### Written exercise 1
Copy the records that follow the text below, reproducing every line of them exactly and omitting the pictures.

### Source document
begin
Browse this website Close this menu
This data is related to World War 1
2nd Corporal

John William Saxton

Service Number 261
Military Unit 1st Coy Australian Tunnelling Corps (AIF)
Date of birth Unknown
Date of Death 25 Apr 1917 (22 Years Old)
Place of Birth Radford, Nottingham
Employment, Education or Hobbies Newsagent from paper stand (C. 1911) farmer (Australian Aechives)
Family History

John William Saxton was the son Thomas Butler Saxton and Elizabeth Chadburn who married in the Grantham area of Lincolnshire in 1885. Their children included: Alice Maud (b.1886), Ellen Miriam (b.1887), Henry Butler (b.1889), Florence Elizabeth (b.1891/d.1893), Elsie Winifred (b.1893) and John William (b.1895). The Saxton family lived at: 25 Middlemore Yard, Bluegate, Grantham [C.1891]; 43 Dorset Street, Radford [Radford St Peter’s Church christening of John William Saxton in 1895 & C.1901]; 68 Garfield Road, Radford [C.1911]. However Thomas Butler Saxton who worked as wine merchant’s porter in Grantham, died aged 33 in 1896; less than a year after John William was born. His widow didn’t remarry and the 1901 and 1911 censuses she states that she was working as a charwoman. A death notice for Corporal John William Saxton gave his mother’s address as either 90 or 99 Hartley Road, Nottingham [n.e.p.12.5.1917]. The post-war address for her in the CWGC records was 4 Churchville, Old Radford. Elizabeth Saxton, lived to the age of 95, dying in Nottingham in 1958.
end
### Written exercise 2
Write out the entire text above about John William Saxton word for word.

### Recorded information
begin
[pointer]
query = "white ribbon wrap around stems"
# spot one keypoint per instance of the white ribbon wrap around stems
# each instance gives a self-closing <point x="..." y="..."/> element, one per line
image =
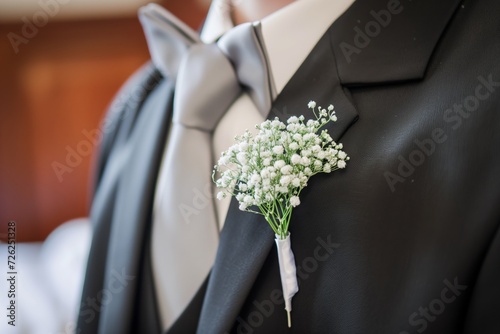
<point x="288" y="272"/>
end
### Task response 1
[pointer]
query = "white ribbon wrap around stems"
# spot one keypoint per instance of the white ribbon wrap around stems
# each instance gives a self-closing <point x="..." y="..."/> element, one per line
image =
<point x="288" y="272"/>

### Task response 2
Browse this website Close this menu
This data is related to World War 1
2nd Corporal

John William Saxton

Service Number 261
Military Unit 1st Coy Australian Tunnelling Corps (AIF)
Date of birth Unknown
Date of Death 25 Apr 1917 (22 Years Old)
Place of Birth Radford, Nottingham
Employment, Education or Hobbies Newsagent from paper stand (C. 1911) farmer (Australian Aechives)
Family History

John William Saxton was the son Thomas Butler Saxton and Elizabeth Chadburn who married in the Grantham area of Lincolnshire in 1885. Their children included: Alice Maud (b.1886), Ellen Miriam (b.1887), Henry Butler (b.1889), Florence Elizabeth (b.1891/d.1893), Elsie Winifred (b.1893) and John William (b.1895). The Saxton family lived at: 25 Middlemore Yard, Bluegate, Grantham [C.1891]; 43 Dorset Street, Radford [Radford St Peter’s Church christening of John William Saxton in 1895 & C.1901]; 68 Garfield Road, Radford [C.1911]. However Thomas Butler Saxton who worked as wine merchant’s porter in Grantham, died aged 33 in 1896; less than a year after John William was born. His widow didn’t remarry and the 1901 and 1911 censuses she states that she was working as a charwoman. A death notice for Corporal John William Saxton gave his mother’s address as either 90 or 99 Hartley Road, Nottingham [n.e.p.12.5.1917]. The post-war address for her in the CWGC records was 4 Churchville, Old Radford. Elizabeth Saxton, lived to the age of 95, dying in Nottingham in 1958.